- Exercise -
All of the entries must be reproduced exactly, with no images carried over.

— Start of Provided material —

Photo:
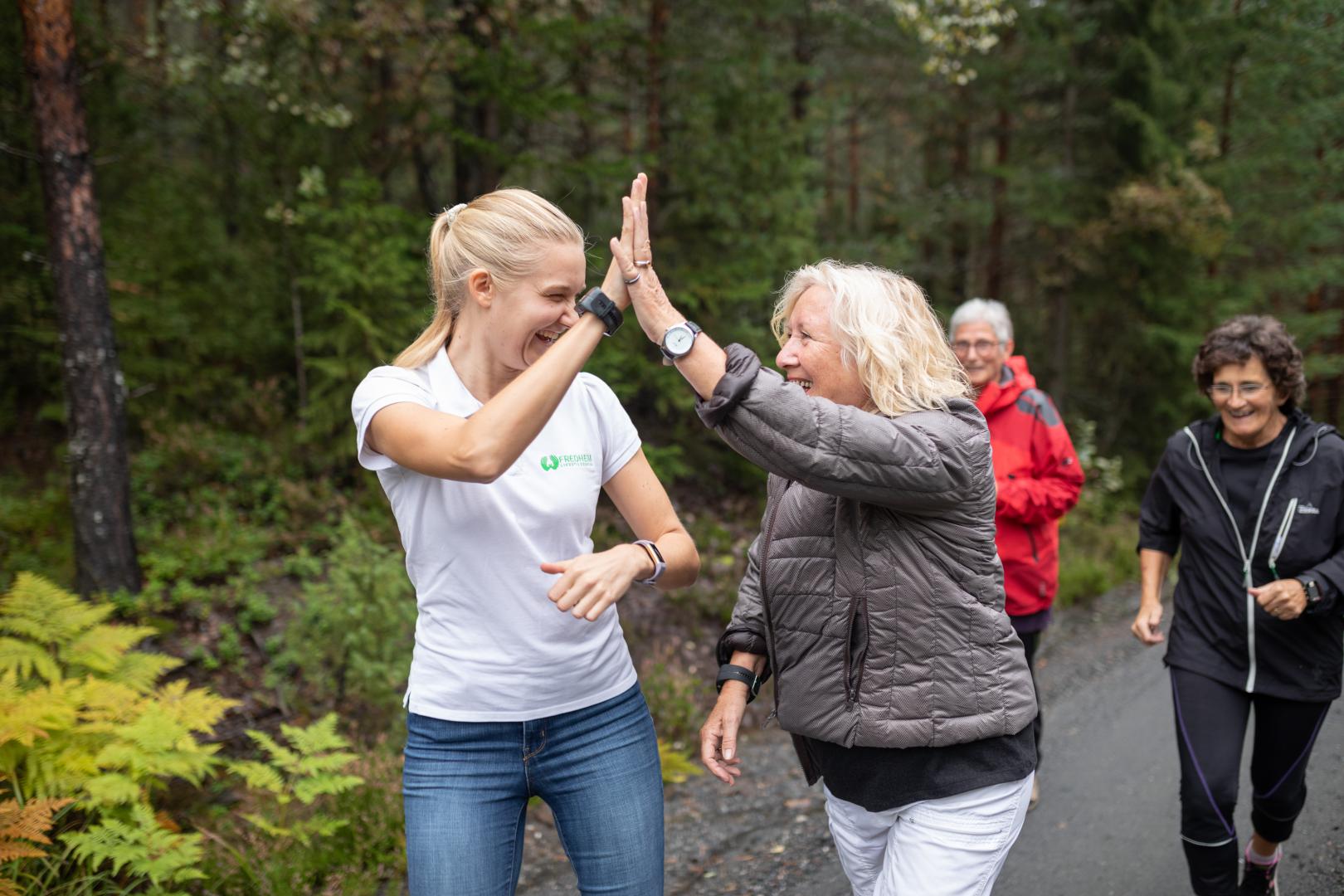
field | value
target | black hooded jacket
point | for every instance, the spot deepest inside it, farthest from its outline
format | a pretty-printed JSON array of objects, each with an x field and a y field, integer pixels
[{"x": 1218, "y": 629}]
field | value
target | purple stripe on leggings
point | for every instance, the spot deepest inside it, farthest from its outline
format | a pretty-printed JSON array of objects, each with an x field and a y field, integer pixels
[
  {"x": 1194, "y": 759},
  {"x": 1307, "y": 750}
]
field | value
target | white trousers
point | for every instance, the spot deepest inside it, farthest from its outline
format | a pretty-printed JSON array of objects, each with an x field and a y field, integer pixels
[{"x": 951, "y": 846}]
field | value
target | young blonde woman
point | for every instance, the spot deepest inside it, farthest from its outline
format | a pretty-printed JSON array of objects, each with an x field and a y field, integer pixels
[
  {"x": 874, "y": 594},
  {"x": 492, "y": 448}
]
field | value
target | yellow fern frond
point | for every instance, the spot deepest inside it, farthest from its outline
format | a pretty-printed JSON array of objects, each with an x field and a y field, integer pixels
[
  {"x": 28, "y": 715},
  {"x": 42, "y": 611},
  {"x": 27, "y": 659},
  {"x": 197, "y": 709},
  {"x": 108, "y": 704},
  {"x": 101, "y": 648},
  {"x": 23, "y": 830}
]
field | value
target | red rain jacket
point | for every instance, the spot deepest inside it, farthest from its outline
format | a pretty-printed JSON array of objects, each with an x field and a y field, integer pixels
[{"x": 1040, "y": 479}]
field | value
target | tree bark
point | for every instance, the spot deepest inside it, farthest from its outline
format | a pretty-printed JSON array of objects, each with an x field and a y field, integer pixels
[
  {"x": 100, "y": 475},
  {"x": 660, "y": 14},
  {"x": 999, "y": 223}
]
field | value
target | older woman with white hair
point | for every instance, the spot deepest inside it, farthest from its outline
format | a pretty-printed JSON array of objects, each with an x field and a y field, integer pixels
[{"x": 873, "y": 596}]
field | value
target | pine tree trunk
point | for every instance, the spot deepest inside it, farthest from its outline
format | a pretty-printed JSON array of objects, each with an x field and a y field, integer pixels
[
  {"x": 100, "y": 476},
  {"x": 999, "y": 223},
  {"x": 660, "y": 12}
]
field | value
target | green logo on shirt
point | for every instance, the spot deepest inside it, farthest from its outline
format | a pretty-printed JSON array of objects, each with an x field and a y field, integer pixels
[{"x": 557, "y": 461}]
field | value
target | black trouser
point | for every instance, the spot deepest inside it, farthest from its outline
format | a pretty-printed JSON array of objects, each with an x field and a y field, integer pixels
[
  {"x": 1210, "y": 728},
  {"x": 1031, "y": 640}
]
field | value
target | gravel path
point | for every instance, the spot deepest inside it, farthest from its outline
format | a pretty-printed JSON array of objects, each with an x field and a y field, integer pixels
[{"x": 1107, "y": 822}]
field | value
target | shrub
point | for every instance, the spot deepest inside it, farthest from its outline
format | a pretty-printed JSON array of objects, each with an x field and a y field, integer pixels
[
  {"x": 351, "y": 638},
  {"x": 85, "y": 719}
]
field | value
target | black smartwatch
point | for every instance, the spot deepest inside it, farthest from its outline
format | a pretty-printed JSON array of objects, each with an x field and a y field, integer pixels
[
  {"x": 597, "y": 303},
  {"x": 728, "y": 672},
  {"x": 1313, "y": 594}
]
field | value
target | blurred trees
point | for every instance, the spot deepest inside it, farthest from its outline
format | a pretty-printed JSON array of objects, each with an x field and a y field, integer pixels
[
  {"x": 1121, "y": 173},
  {"x": 95, "y": 399}
]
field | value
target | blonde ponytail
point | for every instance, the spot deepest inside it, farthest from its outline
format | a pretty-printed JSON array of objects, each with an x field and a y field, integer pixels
[{"x": 505, "y": 231}]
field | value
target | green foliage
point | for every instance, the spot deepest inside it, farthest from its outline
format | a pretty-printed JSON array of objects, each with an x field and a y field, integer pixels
[
  {"x": 678, "y": 765},
  {"x": 676, "y": 700},
  {"x": 1097, "y": 538},
  {"x": 84, "y": 718},
  {"x": 351, "y": 635},
  {"x": 359, "y": 859},
  {"x": 305, "y": 768},
  {"x": 140, "y": 846}
]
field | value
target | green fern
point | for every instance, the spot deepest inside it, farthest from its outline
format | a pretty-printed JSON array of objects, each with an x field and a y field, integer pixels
[
  {"x": 84, "y": 716},
  {"x": 676, "y": 765},
  {"x": 307, "y": 768},
  {"x": 138, "y": 843}
]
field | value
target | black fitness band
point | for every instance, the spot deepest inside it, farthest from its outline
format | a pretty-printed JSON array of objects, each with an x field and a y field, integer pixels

— End of Provided material —

- Exercise solution -
Photo:
field | value
target | black hooded jacket
point | for every instance, the spot deepest inside it, farthest from its outline
format | a pretty-printed JSON array of objects, each with an x field and a y field, integer pixels
[{"x": 1218, "y": 629}]
field | value
target | purple stripe on leggings
point | for every instance, the spot deepest inside it, farthest from its outline
format | a pretty-printed JSON array of objects, each with an x field and a y field, integer pixels
[
  {"x": 1194, "y": 759},
  {"x": 1307, "y": 750}
]
field | value
target | white trousers
point | for every instance, the spot deepest inside it, farthest from its outline
format | a pretty-printed JSON array of objects, each with an x field and a y field, integer pixels
[{"x": 951, "y": 846}]
field | value
target | young blonde woman
point | for every instance, the spot deepest inside it, farthest from its outline
format | a pretty-printed JSON array of objects, each with an x field and a y field, integer pixels
[
  {"x": 874, "y": 594},
  {"x": 492, "y": 448}
]
field | value
target | yellow fern frond
point | for every instance, the spot deepest inside it, farthest from its outline
format | a pretty-printed JSON array of objects, each with an x field and a y field, integer pixels
[
  {"x": 28, "y": 715},
  {"x": 42, "y": 611},
  {"x": 27, "y": 659},
  {"x": 197, "y": 709},
  {"x": 108, "y": 704},
  {"x": 101, "y": 648},
  {"x": 23, "y": 830}
]
field | value
target | red rain jacket
point | for every instance, the spot deepest inside it, farthest from its outline
format | a pretty-printed JSON array of objects, each with an x field and a y field, integer pixels
[{"x": 1040, "y": 479}]
field | value
target | tree bark
point | for every instance, the spot deepest inside it, farthest from its outline
format | a pretty-printed JSON array of objects, each with an x field and a y field, integer pixels
[
  {"x": 100, "y": 475},
  {"x": 660, "y": 14},
  {"x": 999, "y": 223}
]
field | value
target | older woman with white hair
point | for every instance, the spot deepest inside it, farthest from its outline
format | a pretty-printed JSON array of objects, each with an x field and a y field, integer pixels
[{"x": 873, "y": 596}]
field | value
target | pine tree trunk
point | for every instance, the spot deepest inside it, farthest from its outline
format | a pretty-printed JSON array of objects, each with an x field and a y field, integer pixels
[
  {"x": 100, "y": 476},
  {"x": 999, "y": 223},
  {"x": 660, "y": 12}
]
field | value
target | green logo on shirt
point | for every instance, the spot deepest inside it, farthest from its outline
format | a pretty-printed JSON array of objects, each with an x field and a y field, integer pixels
[{"x": 557, "y": 461}]
field | value
target | black trouser
point | for every instance, the spot deepest inside it, farthest from its outline
format | a pretty-printed JSON array of objects, each with an x field and a y field, integer pixels
[
  {"x": 1210, "y": 728},
  {"x": 1031, "y": 640}
]
field | value
target | gravel path
point | for every instance, the spot deepest inside it, farthest from its outline
format | a pretty-printed JSON array of objects, each with an x field and a y field, integer pixels
[{"x": 1107, "y": 822}]
field | value
target | shrub
point | for every instance, the spot deepest inside it, farthest from its outline
format | a pretty-printed JSON array of objects, each with an x field and a y field, integer pixels
[
  {"x": 351, "y": 638},
  {"x": 85, "y": 719}
]
field | value
target | black smartwatch
point | for every instance, the spot deepest inside it, farthest from its outline
format | a pretty-printed JSON array of objects, each with an x field and a y field, integer pixels
[
  {"x": 597, "y": 303},
  {"x": 728, "y": 672},
  {"x": 1313, "y": 594}
]
field | value
target | blurred trees
point | for every instance, the spot deepest inside it, farthest from its outline
format | a pretty-printed JSON array of objects, each with an x field and a y field, integer pixels
[
  {"x": 1121, "y": 173},
  {"x": 95, "y": 399}
]
field | value
target | blonde ponytail
point | for every instance, the spot deepest inside it, farthest from its outline
format | a pretty-printed JSON array of objects, each with an x field and a y field, integer pixels
[{"x": 505, "y": 231}]
field | value
target | green foliage
point | for every instance, the spot deepest inside it, farthest from its outline
format | a pretty-printed JSON array of objects, each with an x field and a y field, integer pixels
[
  {"x": 678, "y": 765},
  {"x": 676, "y": 700},
  {"x": 1097, "y": 538},
  {"x": 84, "y": 718},
  {"x": 351, "y": 635},
  {"x": 359, "y": 859},
  {"x": 305, "y": 768},
  {"x": 140, "y": 846}
]
field | value
target | green fern
point | for every instance, the spot deepest inside it, farthest from its outline
format | a pretty-printed JSON array of objects, each with an x field and a y field, integer pixels
[
  {"x": 84, "y": 716},
  {"x": 676, "y": 765},
  {"x": 307, "y": 768},
  {"x": 138, "y": 843}
]
field | value
target | black fitness band
point | for every instance, the spot deepest inside it, farthest from its outline
format | a pretty-printed JSON array of objects, each with an x field and a y field, integer pixels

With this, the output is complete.